WORK TASK. Word for word, restate the lines from the start of the data below through the line containing "71, row 35.".

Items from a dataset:
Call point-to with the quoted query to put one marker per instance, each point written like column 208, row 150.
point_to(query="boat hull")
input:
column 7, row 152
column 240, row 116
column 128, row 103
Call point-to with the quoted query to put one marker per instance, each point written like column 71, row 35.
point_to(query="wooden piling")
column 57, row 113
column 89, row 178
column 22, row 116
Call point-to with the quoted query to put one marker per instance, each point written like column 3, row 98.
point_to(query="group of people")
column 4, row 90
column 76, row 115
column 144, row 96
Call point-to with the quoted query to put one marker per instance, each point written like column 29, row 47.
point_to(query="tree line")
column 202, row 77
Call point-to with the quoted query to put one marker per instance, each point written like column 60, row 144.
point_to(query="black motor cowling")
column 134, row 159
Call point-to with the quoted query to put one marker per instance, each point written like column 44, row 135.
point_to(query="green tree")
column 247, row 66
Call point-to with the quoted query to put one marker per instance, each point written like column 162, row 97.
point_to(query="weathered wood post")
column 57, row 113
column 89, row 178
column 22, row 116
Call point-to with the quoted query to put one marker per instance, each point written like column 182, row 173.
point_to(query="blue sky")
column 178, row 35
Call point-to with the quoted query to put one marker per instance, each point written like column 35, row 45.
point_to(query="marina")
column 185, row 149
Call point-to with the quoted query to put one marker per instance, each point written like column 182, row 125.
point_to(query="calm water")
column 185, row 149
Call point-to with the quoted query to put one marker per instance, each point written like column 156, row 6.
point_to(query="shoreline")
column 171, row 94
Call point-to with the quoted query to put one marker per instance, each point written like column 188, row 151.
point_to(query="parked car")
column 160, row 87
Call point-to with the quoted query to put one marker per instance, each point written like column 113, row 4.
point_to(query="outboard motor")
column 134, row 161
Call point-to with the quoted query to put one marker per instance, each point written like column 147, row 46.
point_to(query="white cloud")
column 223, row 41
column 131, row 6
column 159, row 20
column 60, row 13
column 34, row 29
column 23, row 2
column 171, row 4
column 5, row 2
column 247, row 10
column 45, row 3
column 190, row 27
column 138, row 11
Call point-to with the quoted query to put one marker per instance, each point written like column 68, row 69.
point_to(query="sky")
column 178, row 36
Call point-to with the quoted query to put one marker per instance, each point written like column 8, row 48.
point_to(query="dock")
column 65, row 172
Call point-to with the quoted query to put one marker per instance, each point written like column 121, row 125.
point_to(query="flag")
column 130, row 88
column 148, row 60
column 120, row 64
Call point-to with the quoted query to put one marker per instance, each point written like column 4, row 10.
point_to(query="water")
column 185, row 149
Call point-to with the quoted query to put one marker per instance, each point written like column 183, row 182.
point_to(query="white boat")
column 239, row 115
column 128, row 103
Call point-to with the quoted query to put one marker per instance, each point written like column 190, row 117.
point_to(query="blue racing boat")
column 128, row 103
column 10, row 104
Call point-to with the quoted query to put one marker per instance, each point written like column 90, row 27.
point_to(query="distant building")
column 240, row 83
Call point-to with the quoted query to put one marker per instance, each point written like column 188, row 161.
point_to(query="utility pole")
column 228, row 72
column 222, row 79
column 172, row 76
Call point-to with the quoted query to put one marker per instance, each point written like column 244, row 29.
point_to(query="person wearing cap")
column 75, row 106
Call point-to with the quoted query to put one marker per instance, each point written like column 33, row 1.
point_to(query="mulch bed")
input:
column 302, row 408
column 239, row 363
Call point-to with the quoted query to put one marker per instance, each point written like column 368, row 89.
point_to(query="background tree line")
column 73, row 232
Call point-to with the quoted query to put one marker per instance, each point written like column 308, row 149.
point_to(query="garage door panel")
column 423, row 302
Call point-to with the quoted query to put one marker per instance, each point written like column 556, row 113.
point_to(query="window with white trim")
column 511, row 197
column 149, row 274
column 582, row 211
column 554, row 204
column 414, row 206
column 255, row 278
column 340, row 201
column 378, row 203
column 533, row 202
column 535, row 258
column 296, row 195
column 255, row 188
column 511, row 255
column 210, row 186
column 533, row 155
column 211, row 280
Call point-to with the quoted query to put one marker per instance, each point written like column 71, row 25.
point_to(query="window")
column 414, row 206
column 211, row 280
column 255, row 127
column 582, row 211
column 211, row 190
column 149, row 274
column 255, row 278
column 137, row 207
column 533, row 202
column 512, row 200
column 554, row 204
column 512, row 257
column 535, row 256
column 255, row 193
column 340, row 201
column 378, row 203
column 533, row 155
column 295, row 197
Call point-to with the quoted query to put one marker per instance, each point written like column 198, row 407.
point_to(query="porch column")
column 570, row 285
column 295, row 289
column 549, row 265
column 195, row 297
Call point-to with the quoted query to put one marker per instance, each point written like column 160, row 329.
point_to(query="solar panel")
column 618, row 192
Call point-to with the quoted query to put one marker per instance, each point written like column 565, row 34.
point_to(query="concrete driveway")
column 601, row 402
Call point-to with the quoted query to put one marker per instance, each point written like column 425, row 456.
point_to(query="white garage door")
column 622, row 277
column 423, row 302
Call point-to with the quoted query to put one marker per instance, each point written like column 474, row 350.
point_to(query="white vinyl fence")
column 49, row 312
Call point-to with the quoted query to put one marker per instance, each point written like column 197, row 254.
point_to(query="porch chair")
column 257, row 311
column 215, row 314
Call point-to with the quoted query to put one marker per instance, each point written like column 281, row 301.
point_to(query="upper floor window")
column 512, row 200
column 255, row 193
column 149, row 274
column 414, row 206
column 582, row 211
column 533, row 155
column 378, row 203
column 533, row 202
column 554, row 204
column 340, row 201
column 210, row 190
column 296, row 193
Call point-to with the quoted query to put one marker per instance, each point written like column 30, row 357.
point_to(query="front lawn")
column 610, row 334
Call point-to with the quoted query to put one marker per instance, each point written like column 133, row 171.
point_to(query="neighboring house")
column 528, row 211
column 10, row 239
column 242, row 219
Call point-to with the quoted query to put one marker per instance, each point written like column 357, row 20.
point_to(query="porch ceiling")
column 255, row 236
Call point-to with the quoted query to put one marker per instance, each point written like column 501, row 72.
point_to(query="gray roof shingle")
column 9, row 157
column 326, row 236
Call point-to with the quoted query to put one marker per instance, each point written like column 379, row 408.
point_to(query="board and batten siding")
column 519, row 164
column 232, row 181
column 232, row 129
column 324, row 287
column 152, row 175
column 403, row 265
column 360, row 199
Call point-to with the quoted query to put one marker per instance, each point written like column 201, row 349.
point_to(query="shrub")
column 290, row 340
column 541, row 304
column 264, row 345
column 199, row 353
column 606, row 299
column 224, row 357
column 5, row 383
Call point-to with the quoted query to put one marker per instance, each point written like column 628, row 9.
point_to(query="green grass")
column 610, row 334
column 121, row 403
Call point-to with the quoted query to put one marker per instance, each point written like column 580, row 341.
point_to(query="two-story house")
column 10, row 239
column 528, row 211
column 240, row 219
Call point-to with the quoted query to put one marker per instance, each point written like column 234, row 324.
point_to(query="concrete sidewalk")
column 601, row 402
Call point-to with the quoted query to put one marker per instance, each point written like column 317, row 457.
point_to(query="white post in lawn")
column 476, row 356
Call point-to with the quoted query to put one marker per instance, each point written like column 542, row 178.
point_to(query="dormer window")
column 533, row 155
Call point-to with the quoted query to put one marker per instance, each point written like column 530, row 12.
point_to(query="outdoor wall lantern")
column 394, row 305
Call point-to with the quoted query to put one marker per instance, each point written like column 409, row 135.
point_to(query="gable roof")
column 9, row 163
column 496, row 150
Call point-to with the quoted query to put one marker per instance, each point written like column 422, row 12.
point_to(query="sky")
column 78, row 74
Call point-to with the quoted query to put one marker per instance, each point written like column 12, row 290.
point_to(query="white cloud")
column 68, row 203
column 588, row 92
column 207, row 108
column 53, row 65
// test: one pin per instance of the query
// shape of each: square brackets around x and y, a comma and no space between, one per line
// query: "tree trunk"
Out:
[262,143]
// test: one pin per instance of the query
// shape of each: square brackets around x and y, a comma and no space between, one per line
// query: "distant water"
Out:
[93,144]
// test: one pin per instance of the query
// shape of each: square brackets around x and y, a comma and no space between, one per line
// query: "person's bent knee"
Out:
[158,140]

ANSWER.
Call point-to with the quoted query to put one marker per instance, each point written like column 208, row 150.
point_to(query="boat hull")
input:
column 7, row 152
column 240, row 116
column 128, row 103
Call point-to with the quoted query to put one marker per instance, each point written like column 71, row 35.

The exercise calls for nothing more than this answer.